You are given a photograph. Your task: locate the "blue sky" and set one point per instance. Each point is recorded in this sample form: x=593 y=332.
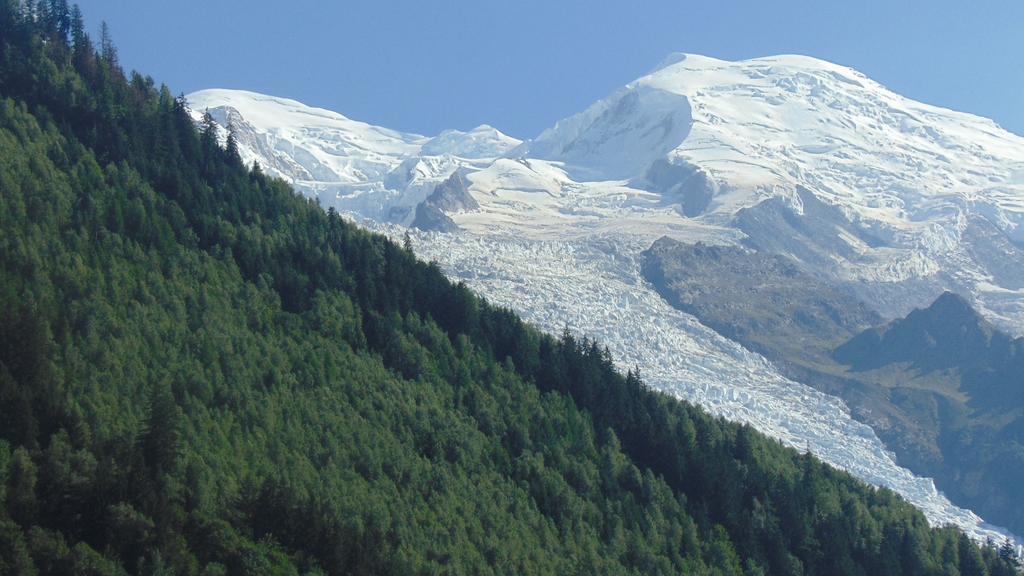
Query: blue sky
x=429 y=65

---

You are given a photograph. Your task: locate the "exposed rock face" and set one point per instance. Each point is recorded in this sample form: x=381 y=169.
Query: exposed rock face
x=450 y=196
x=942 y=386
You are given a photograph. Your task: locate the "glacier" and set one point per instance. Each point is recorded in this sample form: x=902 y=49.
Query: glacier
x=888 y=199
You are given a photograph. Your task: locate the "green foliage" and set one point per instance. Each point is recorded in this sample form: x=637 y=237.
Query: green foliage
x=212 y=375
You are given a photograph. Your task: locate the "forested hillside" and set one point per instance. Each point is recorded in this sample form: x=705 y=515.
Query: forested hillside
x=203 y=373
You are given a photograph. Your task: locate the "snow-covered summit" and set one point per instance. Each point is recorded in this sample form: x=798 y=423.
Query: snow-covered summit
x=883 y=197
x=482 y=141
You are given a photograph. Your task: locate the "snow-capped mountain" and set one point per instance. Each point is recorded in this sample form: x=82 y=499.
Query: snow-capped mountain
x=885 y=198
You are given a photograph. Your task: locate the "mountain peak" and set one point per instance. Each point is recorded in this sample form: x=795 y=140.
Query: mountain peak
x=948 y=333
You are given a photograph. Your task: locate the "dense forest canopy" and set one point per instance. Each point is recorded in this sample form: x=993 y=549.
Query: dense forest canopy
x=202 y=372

=== Task goal ===
Could you repeat the lines between the one holding "form: x=993 y=549." and the one holding "x=202 y=372", inclusive, replacing "dense forest canopy" with "thick tree canopy" and changing nothing else?

=== Completed task ===
You are given a photograph. Your task: locate the "thick tree canopy" and set one point per instance. Each point is recorded in this sample form: x=993 y=549.
Query: thick tree canopy
x=202 y=372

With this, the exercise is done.